● **YOUR GOAL**
Output the data as it stands. Each line must match exactly.

MATERIAL PROVIDED below:

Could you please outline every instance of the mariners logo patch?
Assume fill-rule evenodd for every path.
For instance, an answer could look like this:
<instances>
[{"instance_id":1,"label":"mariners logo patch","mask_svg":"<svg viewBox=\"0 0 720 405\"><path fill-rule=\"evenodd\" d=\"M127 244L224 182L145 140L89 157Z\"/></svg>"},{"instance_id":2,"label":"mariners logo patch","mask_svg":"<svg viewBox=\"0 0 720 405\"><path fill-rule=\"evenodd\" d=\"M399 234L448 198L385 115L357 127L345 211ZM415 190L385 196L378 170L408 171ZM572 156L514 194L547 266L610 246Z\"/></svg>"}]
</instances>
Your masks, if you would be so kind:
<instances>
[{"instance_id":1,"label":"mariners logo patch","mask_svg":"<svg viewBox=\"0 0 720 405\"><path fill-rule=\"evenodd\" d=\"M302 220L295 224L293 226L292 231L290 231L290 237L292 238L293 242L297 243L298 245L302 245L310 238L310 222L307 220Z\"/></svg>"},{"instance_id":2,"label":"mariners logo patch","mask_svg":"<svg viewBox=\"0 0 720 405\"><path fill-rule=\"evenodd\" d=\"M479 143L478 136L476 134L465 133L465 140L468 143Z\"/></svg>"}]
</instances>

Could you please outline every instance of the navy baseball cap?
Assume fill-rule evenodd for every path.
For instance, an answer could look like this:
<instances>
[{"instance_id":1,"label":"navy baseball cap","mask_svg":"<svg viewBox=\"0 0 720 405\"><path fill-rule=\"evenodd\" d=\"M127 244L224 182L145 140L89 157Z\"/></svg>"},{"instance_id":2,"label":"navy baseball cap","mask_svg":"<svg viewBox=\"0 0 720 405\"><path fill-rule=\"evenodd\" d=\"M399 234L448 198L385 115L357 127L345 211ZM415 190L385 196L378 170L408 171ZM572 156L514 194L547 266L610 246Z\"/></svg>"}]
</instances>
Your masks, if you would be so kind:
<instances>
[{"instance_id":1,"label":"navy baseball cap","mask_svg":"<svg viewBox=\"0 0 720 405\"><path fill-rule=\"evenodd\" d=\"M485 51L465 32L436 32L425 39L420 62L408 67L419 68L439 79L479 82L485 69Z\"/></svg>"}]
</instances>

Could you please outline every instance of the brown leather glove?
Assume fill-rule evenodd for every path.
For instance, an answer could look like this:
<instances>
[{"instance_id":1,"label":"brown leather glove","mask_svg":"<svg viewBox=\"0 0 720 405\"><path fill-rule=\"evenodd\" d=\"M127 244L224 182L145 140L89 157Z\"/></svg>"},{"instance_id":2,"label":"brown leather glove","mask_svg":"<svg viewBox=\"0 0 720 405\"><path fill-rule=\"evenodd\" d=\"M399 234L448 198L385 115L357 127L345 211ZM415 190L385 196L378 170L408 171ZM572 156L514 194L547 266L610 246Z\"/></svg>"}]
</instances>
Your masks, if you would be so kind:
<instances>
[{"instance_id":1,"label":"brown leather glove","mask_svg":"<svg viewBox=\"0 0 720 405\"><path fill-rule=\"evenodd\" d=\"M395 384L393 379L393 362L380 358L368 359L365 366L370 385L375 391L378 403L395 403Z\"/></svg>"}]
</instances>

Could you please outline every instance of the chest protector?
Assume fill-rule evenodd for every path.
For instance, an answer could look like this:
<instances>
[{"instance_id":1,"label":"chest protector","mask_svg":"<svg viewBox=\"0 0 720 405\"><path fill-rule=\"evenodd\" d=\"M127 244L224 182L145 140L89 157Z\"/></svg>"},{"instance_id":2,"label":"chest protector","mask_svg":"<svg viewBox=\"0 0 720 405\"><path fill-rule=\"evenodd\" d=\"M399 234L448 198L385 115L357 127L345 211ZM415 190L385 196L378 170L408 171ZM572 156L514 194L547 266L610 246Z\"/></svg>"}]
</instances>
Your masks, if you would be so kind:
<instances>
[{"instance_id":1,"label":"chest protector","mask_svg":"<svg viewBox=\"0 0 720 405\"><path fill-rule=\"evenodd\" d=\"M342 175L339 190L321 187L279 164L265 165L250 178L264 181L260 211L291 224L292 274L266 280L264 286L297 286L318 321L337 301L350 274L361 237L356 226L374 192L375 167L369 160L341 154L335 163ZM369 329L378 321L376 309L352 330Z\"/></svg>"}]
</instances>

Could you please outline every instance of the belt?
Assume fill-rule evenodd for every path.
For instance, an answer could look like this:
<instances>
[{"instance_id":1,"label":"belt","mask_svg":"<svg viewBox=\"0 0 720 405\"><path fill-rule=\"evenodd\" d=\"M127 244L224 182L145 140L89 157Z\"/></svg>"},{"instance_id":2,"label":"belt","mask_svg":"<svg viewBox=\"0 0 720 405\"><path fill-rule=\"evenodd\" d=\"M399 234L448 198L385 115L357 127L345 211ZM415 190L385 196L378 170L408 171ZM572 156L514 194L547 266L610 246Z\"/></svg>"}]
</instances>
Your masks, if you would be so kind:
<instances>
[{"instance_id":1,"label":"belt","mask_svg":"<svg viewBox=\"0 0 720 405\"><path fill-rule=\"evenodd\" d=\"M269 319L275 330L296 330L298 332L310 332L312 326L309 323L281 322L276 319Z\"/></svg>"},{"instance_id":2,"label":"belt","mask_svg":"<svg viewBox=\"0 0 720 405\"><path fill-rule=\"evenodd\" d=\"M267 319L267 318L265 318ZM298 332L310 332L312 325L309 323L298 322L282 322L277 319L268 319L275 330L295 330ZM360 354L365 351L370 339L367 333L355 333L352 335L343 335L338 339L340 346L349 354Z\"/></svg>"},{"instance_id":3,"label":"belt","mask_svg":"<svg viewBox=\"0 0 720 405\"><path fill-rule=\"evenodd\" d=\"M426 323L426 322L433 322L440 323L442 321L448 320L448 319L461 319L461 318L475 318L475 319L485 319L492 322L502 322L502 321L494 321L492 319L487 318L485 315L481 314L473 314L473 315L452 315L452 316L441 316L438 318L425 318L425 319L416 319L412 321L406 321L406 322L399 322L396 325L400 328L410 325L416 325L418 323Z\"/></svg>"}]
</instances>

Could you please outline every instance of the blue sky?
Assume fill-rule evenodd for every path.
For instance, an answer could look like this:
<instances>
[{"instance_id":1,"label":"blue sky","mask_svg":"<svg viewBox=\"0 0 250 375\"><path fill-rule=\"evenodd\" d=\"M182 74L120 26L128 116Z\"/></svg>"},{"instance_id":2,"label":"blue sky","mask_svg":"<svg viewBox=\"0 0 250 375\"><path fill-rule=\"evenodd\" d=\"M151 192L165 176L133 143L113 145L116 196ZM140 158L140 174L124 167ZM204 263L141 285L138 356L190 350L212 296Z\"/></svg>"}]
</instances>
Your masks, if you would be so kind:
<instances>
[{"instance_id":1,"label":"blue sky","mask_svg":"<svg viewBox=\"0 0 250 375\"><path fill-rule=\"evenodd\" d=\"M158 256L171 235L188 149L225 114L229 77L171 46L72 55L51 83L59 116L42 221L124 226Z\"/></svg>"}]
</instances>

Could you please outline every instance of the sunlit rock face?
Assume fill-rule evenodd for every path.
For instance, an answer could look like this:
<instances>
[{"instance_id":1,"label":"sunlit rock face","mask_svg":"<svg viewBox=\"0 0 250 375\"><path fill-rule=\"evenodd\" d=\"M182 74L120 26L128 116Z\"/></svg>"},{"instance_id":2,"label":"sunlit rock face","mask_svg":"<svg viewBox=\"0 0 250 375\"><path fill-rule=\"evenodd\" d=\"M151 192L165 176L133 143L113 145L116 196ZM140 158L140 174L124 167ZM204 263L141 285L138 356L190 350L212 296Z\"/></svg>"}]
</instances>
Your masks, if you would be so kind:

End of MATERIAL PROVIDED.

● **COMPLETED EXERCISE**
Could you please outline every instance of the mariners logo patch?
Assume fill-rule evenodd for every path.
For instance, an answer could look like this:
<instances>
[{"instance_id":1,"label":"mariners logo patch","mask_svg":"<svg viewBox=\"0 0 720 405\"><path fill-rule=\"evenodd\" d=\"M127 244L224 182L145 140L89 157Z\"/></svg>"},{"instance_id":2,"label":"mariners logo patch","mask_svg":"<svg viewBox=\"0 0 720 405\"><path fill-rule=\"evenodd\" d=\"M399 234L448 198L385 115L357 127L345 211ZM415 190L385 196L378 170L408 171ZM572 156L514 194L547 266L610 246Z\"/></svg>"}]
</instances>
Your masks, if you would be so kind:
<instances>
[{"instance_id":1,"label":"mariners logo patch","mask_svg":"<svg viewBox=\"0 0 720 405\"><path fill-rule=\"evenodd\" d=\"M302 220L295 224L293 226L292 231L290 231L290 237L292 238L293 242L297 243L298 245L302 245L310 238L310 222L307 220Z\"/></svg>"},{"instance_id":2,"label":"mariners logo patch","mask_svg":"<svg viewBox=\"0 0 720 405\"><path fill-rule=\"evenodd\" d=\"M479 143L478 136L476 134L465 133L465 140L468 143Z\"/></svg>"}]
</instances>

Could you please outline every instance of the navy baseball cap?
Assume fill-rule evenodd for every path.
For instance, an answer could look like this:
<instances>
[{"instance_id":1,"label":"navy baseball cap","mask_svg":"<svg viewBox=\"0 0 720 405\"><path fill-rule=\"evenodd\" d=\"M127 244L224 182L145 140L89 157Z\"/></svg>"},{"instance_id":2,"label":"navy baseball cap","mask_svg":"<svg viewBox=\"0 0 720 405\"><path fill-rule=\"evenodd\" d=\"M399 234L448 198L385 115L357 127L345 211ZM415 190L385 196L378 170L408 171ZM572 156L514 194L547 266L610 246Z\"/></svg>"}]
</instances>
Your masks, if you would be so kind:
<instances>
[{"instance_id":1,"label":"navy baseball cap","mask_svg":"<svg viewBox=\"0 0 720 405\"><path fill-rule=\"evenodd\" d=\"M485 51L465 32L436 32L425 39L420 62L408 67L419 68L439 79L479 82L485 69Z\"/></svg>"}]
</instances>

Could you please outline every instance of the brown leather glove?
Assume fill-rule evenodd for every path.
For instance, an answer could look like this:
<instances>
[{"instance_id":1,"label":"brown leather glove","mask_svg":"<svg viewBox=\"0 0 720 405\"><path fill-rule=\"evenodd\" d=\"M127 244L224 182L145 140L89 157Z\"/></svg>"},{"instance_id":2,"label":"brown leather glove","mask_svg":"<svg viewBox=\"0 0 720 405\"><path fill-rule=\"evenodd\" d=\"M399 234L448 198L385 115L357 127L345 211ZM415 190L385 196L378 170L408 171ZM572 156L514 194L547 266L610 246Z\"/></svg>"}]
</instances>
Your masks, if you would be so kind:
<instances>
[{"instance_id":1,"label":"brown leather glove","mask_svg":"<svg viewBox=\"0 0 720 405\"><path fill-rule=\"evenodd\" d=\"M395 384L393 379L393 362L380 358L368 359L365 366L370 385L375 391L378 403L395 403Z\"/></svg>"}]
</instances>

Could you please outline every instance of the chest protector?
Assume fill-rule evenodd for every path.
For instance, an answer could look like this:
<instances>
[{"instance_id":1,"label":"chest protector","mask_svg":"<svg viewBox=\"0 0 720 405\"><path fill-rule=\"evenodd\" d=\"M127 244L224 182L145 140L89 157Z\"/></svg>"},{"instance_id":2,"label":"chest protector","mask_svg":"<svg viewBox=\"0 0 720 405\"><path fill-rule=\"evenodd\" d=\"M399 234L448 198L385 115L357 127L345 211ZM415 190L385 196L378 170L408 171ZM572 156L514 194L547 266L610 246Z\"/></svg>"}]
</instances>
Your masks, if you would be so kind:
<instances>
[{"instance_id":1,"label":"chest protector","mask_svg":"<svg viewBox=\"0 0 720 405\"><path fill-rule=\"evenodd\" d=\"M342 175L339 190L321 187L279 164L265 165L250 178L264 181L260 211L291 224L292 274L266 280L264 286L297 286L318 321L337 301L350 274L361 237L356 226L374 192L375 167L369 160L341 154L335 163ZM369 329L378 321L376 309L352 330Z\"/></svg>"}]
</instances>

Could you please outline every instance of the belt?
Assume fill-rule evenodd for every path.
For instance, an answer could look like this:
<instances>
[{"instance_id":1,"label":"belt","mask_svg":"<svg viewBox=\"0 0 720 405\"><path fill-rule=\"evenodd\" d=\"M127 244L224 182L145 140L89 157Z\"/></svg>"},{"instance_id":2,"label":"belt","mask_svg":"<svg viewBox=\"0 0 720 405\"><path fill-rule=\"evenodd\" d=\"M399 234L448 198L385 115L357 127L345 211ZM415 190L385 196L378 170L408 171ZM572 156L514 194L547 266L610 246Z\"/></svg>"}]
</instances>
Your masks, if you would be so kind:
<instances>
[{"instance_id":1,"label":"belt","mask_svg":"<svg viewBox=\"0 0 720 405\"><path fill-rule=\"evenodd\" d=\"M269 319L275 330L296 330L298 332L310 332L312 326L309 323L281 322L276 319Z\"/></svg>"},{"instance_id":2,"label":"belt","mask_svg":"<svg viewBox=\"0 0 720 405\"><path fill-rule=\"evenodd\" d=\"M267 319L267 318L265 318ZM298 332L310 332L312 325L309 323L298 322L282 322L277 319L268 319L275 330L295 330ZM360 354L365 351L370 339L367 333L355 333L352 335L343 335L338 339L340 346L349 354Z\"/></svg>"},{"instance_id":3,"label":"belt","mask_svg":"<svg viewBox=\"0 0 720 405\"><path fill-rule=\"evenodd\" d=\"M426 323L426 322L433 322L440 323L442 321L448 320L448 319L461 319L461 318L475 318L475 319L485 319L492 322L502 322L502 321L494 321L492 319L487 318L485 315L481 314L473 314L473 315L452 315L452 316L441 316L438 318L425 318L425 319L416 319L412 321L406 321L406 322L399 322L396 325L400 328L410 325L416 325L418 323Z\"/></svg>"}]
</instances>

Could you please outline every instance of the blue sky?
Assume fill-rule evenodd for every path.
For instance, an answer could look like this:
<instances>
[{"instance_id":1,"label":"blue sky","mask_svg":"<svg viewBox=\"0 0 250 375\"><path fill-rule=\"evenodd\" d=\"M182 74L120 26L128 116Z\"/></svg>"},{"instance_id":2,"label":"blue sky","mask_svg":"<svg viewBox=\"0 0 250 375\"><path fill-rule=\"evenodd\" d=\"M151 192L165 176L133 143L113 145L116 196ZM140 158L140 174L124 167ZM204 263L141 285L138 356L190 350L212 296Z\"/></svg>"}]
</instances>
Your masks, if you would be so kind:
<instances>
[{"instance_id":1,"label":"blue sky","mask_svg":"<svg viewBox=\"0 0 250 375\"><path fill-rule=\"evenodd\" d=\"M158 256L171 235L188 149L225 114L229 77L171 46L72 55L51 83L59 116L42 221L124 226Z\"/></svg>"}]
</instances>

Could you please outline every instance of the sunlit rock face?
Assume fill-rule evenodd for every path.
For instance, an answer could look like this:
<instances>
[{"instance_id":1,"label":"sunlit rock face","mask_svg":"<svg viewBox=\"0 0 250 375\"><path fill-rule=\"evenodd\" d=\"M182 74L120 26L128 116Z\"/></svg>"},{"instance_id":2,"label":"sunlit rock face","mask_svg":"<svg viewBox=\"0 0 250 375\"><path fill-rule=\"evenodd\" d=\"M151 192L165 176L133 143L113 145L116 196ZM140 158L140 174L124 167ZM204 263L141 285L138 356L190 350L212 296Z\"/></svg>"}]
</instances>
Your masks, if you would be so kind:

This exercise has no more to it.